## DIRECTIVES
(a) Using the Carnot refrigerator excerpt, answer the following:
(i) What is the temperature of the freezer compartment?
(ii) What value is given for the latent heat L?
(iii) What value of Qc did the poster first obtain with Q=mL?
(b) Restate the paragraph of the Carnot refrigerator excerpt that opens "Three kilograms of liquid water" as a short list that keeps its main facts.
(c) From the Carnot refrigerator excerpt, extract the passage that begins with the words "Three kilograms of" and ends after the words "ice at 0° C?", copied without any change.
-- Start SELECTED EXCERPT --
Three kilograms of liquid water at 0° C is put into the freezer compartment of a Carnot refrigerator. The temperature of the compartment is -13.5° C, and the temperature of the kitchen is 24.5° C. If the cost of electrical energy is ten cents per kilowatt · hour, how much does it cost to make two kilograms of ice at 0° C?


Homework Equations


COP= Qc/W , Qc/Qh=TL/Th , Q=mL L=3.35 x 10^5 j/kg , Qh= W+ Qc, 3,600,000 = 1 kilowatt hour


The Attempt at a Solution


I used the formula Q=mL to solve for Qc, because this is the heat that needs to be moved to the hot reservoir, got an answer of Qc=1005000J.
The problem statement says that you only need to make 2 kg of ice. Even though you put 3 kg of water in the freezer, you only need to make 2 kg of ice (the other 1 kg can remain as water). :-p So you'll have to redo your Qc calculation.
-- End SELECTED EXCERPT --
-- Start SUPPLIED MATERIAL --
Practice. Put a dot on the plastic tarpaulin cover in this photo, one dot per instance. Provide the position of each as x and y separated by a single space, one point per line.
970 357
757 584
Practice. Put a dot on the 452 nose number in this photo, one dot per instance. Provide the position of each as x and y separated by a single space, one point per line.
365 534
-- End SUPPLIED MATERIAL --
-- Start SUPPLIED MATERIAL --
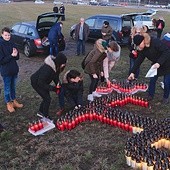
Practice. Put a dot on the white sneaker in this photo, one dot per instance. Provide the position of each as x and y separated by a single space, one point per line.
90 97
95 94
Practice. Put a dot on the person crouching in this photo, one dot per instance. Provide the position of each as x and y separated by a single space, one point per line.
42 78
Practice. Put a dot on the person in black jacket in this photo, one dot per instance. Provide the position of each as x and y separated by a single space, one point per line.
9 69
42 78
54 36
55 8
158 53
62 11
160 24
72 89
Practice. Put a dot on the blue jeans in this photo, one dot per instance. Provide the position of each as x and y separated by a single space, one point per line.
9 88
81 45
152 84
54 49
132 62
-- End SUPPLIED MATERIAL --
-- Start SUPPLIED MATERIAL --
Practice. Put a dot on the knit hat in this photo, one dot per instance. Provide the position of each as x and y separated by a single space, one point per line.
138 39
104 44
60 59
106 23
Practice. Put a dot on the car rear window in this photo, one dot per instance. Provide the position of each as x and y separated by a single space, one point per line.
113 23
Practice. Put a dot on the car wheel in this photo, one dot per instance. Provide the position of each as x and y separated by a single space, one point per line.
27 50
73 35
-- End SUPPLIED MATERIAL --
## TASK-BY-TASK OUTPUTS
(a)
(i) -13.5° C
(ii) 3.35 x 10^5 J/kg
(iii) 1005000 J

(b)
- Three kilograms of liquid water at 0° C is placed in the freezer compartment of a Carnot refrigerator.
- The compartment is at -13.5° C, and the kitchen is at 24.5° C.
- Electrical energy costs ten cents per kilowatt-hour.
- The question asks how much it costs to make two kilograms of ice at 0° C.

(c)
Three kilograms of liquid water at 0° C is put into the freezer compartment of a Carnot refrigerator. The temperature of the compartment is -13.5° C, and the temperature of the kitchen is 24.5° C. If the cost of electrical energy is ten cents per kilowatt · hour, how much does it cost to make two kilograms of ice at 0° C?